* **WORK REQUIRED**
Reproduce the material that follows exactly, with no line left out.

[Start of section]

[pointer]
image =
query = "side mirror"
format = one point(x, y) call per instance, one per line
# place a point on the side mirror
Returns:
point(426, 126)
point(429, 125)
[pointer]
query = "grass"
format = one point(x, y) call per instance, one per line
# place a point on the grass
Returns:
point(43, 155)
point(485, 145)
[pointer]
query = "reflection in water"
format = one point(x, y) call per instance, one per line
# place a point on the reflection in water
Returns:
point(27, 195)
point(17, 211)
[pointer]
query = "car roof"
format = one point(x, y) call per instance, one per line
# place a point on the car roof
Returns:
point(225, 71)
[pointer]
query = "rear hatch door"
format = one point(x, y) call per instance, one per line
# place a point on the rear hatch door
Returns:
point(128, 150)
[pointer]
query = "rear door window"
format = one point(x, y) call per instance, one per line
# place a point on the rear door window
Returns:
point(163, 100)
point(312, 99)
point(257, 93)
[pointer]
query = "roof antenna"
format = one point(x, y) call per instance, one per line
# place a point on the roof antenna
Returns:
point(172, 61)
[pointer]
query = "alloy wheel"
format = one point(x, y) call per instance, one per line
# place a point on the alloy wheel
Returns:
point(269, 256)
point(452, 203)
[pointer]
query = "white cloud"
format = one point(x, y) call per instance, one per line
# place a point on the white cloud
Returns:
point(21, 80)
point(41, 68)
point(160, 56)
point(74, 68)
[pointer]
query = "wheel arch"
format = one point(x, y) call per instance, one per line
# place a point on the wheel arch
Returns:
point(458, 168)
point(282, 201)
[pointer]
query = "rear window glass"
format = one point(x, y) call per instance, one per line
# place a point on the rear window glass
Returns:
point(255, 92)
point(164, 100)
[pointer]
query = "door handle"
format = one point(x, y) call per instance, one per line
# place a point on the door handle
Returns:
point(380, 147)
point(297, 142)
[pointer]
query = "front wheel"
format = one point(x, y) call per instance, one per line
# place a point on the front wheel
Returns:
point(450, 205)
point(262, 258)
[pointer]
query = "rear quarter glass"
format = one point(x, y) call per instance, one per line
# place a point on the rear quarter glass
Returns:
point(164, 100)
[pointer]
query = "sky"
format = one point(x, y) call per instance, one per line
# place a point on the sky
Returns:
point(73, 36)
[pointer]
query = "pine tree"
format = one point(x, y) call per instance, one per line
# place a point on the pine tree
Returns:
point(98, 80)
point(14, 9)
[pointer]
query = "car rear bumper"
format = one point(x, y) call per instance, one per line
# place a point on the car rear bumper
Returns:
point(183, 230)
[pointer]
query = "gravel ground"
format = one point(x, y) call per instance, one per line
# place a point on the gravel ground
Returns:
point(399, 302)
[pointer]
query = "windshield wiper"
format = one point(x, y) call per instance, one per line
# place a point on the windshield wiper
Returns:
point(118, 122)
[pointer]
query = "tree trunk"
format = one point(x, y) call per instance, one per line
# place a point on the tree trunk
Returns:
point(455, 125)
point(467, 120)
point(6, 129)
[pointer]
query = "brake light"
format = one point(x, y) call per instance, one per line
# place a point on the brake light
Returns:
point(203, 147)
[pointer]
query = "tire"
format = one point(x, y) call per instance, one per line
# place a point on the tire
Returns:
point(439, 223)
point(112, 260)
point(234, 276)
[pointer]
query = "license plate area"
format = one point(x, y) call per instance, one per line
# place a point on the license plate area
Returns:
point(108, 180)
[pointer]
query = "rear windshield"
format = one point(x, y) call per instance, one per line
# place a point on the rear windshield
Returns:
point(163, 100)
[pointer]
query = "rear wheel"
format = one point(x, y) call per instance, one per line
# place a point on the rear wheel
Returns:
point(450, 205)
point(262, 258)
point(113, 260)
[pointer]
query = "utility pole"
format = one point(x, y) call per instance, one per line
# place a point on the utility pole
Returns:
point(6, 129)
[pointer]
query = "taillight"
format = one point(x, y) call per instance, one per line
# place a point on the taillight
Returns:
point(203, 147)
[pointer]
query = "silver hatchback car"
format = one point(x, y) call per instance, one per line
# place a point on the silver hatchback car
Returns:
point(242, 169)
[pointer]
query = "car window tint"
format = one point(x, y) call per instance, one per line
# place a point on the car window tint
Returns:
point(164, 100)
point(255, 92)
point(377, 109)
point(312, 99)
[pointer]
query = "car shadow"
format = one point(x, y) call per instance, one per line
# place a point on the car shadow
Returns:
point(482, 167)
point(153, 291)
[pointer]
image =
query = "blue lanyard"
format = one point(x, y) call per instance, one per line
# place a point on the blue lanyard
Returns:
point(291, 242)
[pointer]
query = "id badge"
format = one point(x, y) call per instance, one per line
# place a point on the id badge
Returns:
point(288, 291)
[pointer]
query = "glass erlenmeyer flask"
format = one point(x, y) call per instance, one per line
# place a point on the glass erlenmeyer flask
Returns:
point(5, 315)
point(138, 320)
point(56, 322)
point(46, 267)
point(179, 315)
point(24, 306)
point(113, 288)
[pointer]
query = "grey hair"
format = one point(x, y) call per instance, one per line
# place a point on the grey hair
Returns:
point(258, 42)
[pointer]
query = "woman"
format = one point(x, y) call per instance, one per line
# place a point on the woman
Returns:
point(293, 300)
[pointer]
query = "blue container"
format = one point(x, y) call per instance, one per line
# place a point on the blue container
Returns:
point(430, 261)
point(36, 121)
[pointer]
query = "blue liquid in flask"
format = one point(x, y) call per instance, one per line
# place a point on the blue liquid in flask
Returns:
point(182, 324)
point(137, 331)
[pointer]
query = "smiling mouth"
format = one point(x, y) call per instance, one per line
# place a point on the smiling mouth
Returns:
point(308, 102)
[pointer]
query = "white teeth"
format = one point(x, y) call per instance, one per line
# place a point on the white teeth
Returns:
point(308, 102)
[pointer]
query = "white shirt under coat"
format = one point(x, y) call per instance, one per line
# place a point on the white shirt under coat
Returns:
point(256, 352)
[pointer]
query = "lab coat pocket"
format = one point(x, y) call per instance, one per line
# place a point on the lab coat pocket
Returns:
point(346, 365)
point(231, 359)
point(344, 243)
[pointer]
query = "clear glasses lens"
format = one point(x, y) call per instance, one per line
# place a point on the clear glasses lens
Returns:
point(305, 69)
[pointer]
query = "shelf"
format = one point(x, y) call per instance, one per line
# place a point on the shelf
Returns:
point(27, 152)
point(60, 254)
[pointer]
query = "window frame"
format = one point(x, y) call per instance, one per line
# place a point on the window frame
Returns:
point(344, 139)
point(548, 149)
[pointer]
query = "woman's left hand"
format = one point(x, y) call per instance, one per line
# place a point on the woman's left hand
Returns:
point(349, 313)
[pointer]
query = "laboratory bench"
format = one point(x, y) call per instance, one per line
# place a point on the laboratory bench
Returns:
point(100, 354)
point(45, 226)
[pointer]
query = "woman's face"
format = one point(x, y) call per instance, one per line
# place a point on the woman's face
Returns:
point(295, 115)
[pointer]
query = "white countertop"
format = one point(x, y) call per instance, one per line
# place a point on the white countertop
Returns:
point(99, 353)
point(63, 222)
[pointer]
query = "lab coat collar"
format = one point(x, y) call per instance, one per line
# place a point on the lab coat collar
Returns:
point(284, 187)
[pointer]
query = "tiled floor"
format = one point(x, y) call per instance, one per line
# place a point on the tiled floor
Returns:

[End of section]

* **THE ANSWER**
[pointer]
image =
query = "side mirror"
format = one point(x, y) call per instance, one per line
# place a point on the side mirror
Returns:
point(426, 126)
point(429, 125)
[pointer]
query = "grass"
format = one point(x, y) call per instance, one per line
# place a point on the grass
Returns:
point(43, 155)
point(485, 145)
[pointer]
query = "reflection in water"
format = one point(x, y) call per instance, one per line
# place a point on the reflection in water
Returns:
point(27, 195)
point(17, 211)
[pointer]
query = "car roof"
format = one point(x, y) call per instance, one per line
# place a point on the car roof
Returns:
point(225, 71)
[pointer]
query = "rear hatch door"
format = one point(x, y) call per instance, one per line
# place a point on the rear hatch door
Returns:
point(128, 150)
[pointer]
query = "rear door window"
format = one point(x, y) call per instance, one per line
# place a point on the rear door window
Returns:
point(163, 100)
point(312, 99)
point(257, 93)
[pointer]
query = "roof antenna"
format = one point(x, y) call per instance, one per line
# place a point on the roof antenna
Returns:
point(172, 61)
[pointer]
query = "alloy wheel"
format = one point(x, y) call per instance, one per line
# place a point on the alloy wheel
Returns:
point(269, 256)
point(452, 203)
[pointer]
query = "white cloud"
format = one point(x, y) call per instance, one per line
# place a point on the white cloud
Returns:
point(21, 80)
point(41, 68)
point(160, 56)
point(74, 68)
[pointer]
query = "wheel arch"
format = one point(x, y) call per instance, one per line
# place a point on the wheel arch
Returns:
point(458, 168)
point(282, 201)
[pointer]
query = "rear window glass"
format = one point(x, y) call per instance, one per line
# place a point on the rear window glass
Returns:
point(255, 92)
point(164, 100)
[pointer]
query = "door handle"
format = one point(x, y) call per instance, one per line
# place a point on the door handle
Returns:
point(380, 147)
point(297, 142)
[pointer]
query = "front wheel"
format = one point(x, y) call per instance, one per line
# place a point on the front wheel
Returns:
point(450, 205)
point(262, 258)
[pointer]
query = "rear quarter glass"
format = one point(x, y) call per instance, one per line
# place a point on the rear quarter glass
Returns:
point(164, 100)
[pointer]
query = "sky"
format = one point(x, y) call per instance, one per line
# place a point on the sky
Returns:
point(73, 36)
[pointer]
query = "pine tree"
format = one point(x, y) call per instance, one per line
# place a point on the pine tree
Returns:
point(98, 80)
point(14, 9)
[pointer]
query = "car rear bumper"
format = one point(x, y) call per instance, one per line
# place a point on the car rear bumper
Returns:
point(183, 230)
[pointer]
query = "gravel ground"
format = one point(x, y) call per instance, one per line
# place a point on the gravel ground
Returns:
point(399, 302)
[pointer]
query = "windshield wiper"
format = one point(x, y) call per instance, one per line
# place a point on the windshield wiper
Returns:
point(118, 122)
[pointer]
query = "tree trunk"
format = one point(x, y) call per instance, one per line
# place a point on the tree trunk
Returns:
point(455, 125)
point(467, 120)
point(6, 129)
[pointer]
query = "brake light"
format = one point(x, y) call per instance, one per line
# place a point on the brake light
Returns:
point(203, 147)
[pointer]
query = "tire"
format = one point(x, y) call per instance, one per line
# place a point on the tire
Returns:
point(439, 223)
point(112, 260)
point(234, 276)
[pointer]
query = "license plate area"
format = one point(x, y) call per instance, one per line
# place a point on the license plate area
Returns:
point(108, 180)
[pointer]
query = "rear windshield"
format = one point(x, y) call per instance, one per line
# place a point on the rear windshield
Returns:
point(163, 100)
[pointer]
query = "rear wheel"
format = one point(x, y) call per instance, one per line
# place a point on the rear wheel
Returns:
point(450, 205)
point(262, 258)
point(113, 260)
[pointer]
query = "utility pole"
format = one point(x, y) call per instance, one per line
# place a point on the utility pole
Returns:
point(6, 129)
[pointer]
query = "taillight"
format = one point(x, y) call per instance, one per line
# place a point on the taillight
Returns:
point(203, 147)
[pointer]
query = "silver hatchback car"
format = one point(x, y) call per instance, one per line
# place a point on the silver hatchback car
Returns:
point(242, 169)
[pointer]
query = "car window tint"
format = one point(x, y) call per instance, one per line
# place a point on the car window tint
Returns:
point(164, 100)
point(255, 92)
point(377, 109)
point(312, 99)
[pointer]
query = "car shadow"
format = one point(x, y) call per instance, one per line
# place a point on the car shadow
Returns:
point(482, 167)
point(153, 291)
[pointer]
image =
query = "blue lanyard"
format = one point(x, y) call per instance, one per line
# place a point on the blue lanyard
Returns:
point(291, 242)
[pointer]
query = "id badge"
format = one point(x, y) call per instance, one per line
# place a point on the id badge
Returns:
point(288, 291)
[pointer]
query = "glass erlenmeyer flask"
format = one point(x, y) call per instance, one per line
# place a point on the glass erlenmeyer flask
Returns:
point(5, 315)
point(138, 320)
point(56, 322)
point(46, 267)
point(179, 315)
point(24, 306)
point(113, 288)
[pointer]
query = "grey hair"
format = one point(x, y) call per instance, one per line
# place a point on the grey hair
Returns:
point(258, 42)
[pointer]
query = "woman"
format = one point(x, y) call per instance, one per line
# place a point on the woman
Returns:
point(293, 300)
[pointer]
query = "blue container"
format = one point(x, y) call per instance, one per line
# place a point on the blue container
Returns:
point(430, 261)
point(36, 121)
[pointer]
query = "blue liquid in flask"
format = one point(x, y) call per instance, one per line
# place a point on the blue liquid in flask
Returns:
point(182, 324)
point(137, 331)
[pointer]
query = "smiling mouth"
format = one point(x, y) call per instance, one per line
# place a point on the smiling mouth
Returns:
point(308, 102)
[pointer]
query = "white teeth"
format = one point(x, y) call per instance, one per line
# place a point on the white teeth
Returns:
point(308, 102)
[pointer]
query = "white shirt under coat"
format = one point(x, y) call per instance, one per line
# place a point on the white shirt under coat
Returns:
point(256, 352)
[pointer]
query = "lab coat pocket"
format = one point(x, y) call per instance, one per line
# place a point on the lab coat pocket
Returns:
point(346, 365)
point(231, 359)
point(344, 243)
[pointer]
query = "clear glasses lens"
format = one point(x, y) call per instance, one per line
# place a point on the clear glasses lens
Returns:
point(305, 69)
[pointer]
query = "shelf"
format = one point(x, y) call per instance, one per line
# place a point on the shelf
Returns:
point(27, 152)
point(60, 254)
[pointer]
query = "window frame"
format = one point(x, y) call per instance, one per line
# place a point on the window frame
Returns:
point(344, 139)
point(548, 149)
[pointer]
query = "woman's left hand"
format = one point(x, y) call per instance, one per line
# place a point on the woman's left hand
Returns:
point(349, 313)
[pointer]
query = "laboratory bench"
format = one point(x, y) call per instance, one per line
# place a point on the laboratory bench
Returns:
point(100, 354)
point(45, 226)
[pointer]
query = "woman's face"
format = one point(x, y) call per instance, one per line
# place a point on the woman's face
Returns:
point(295, 115)
[pointer]
query = "white countertop"
format = one point(x, y) call per instance, one per line
# place a point on the white countertop
Returns:
point(99, 353)
point(63, 222)
[pointer]
query = "lab coat collar"
format = one point(x, y) call per instance, one per line
# place a point on the lab coat collar
Returns:
point(284, 187)
[pointer]
query = "tiled floor"
format = one point(x, y) call per instance, one per line
# place a point on the tiled floor
Returns:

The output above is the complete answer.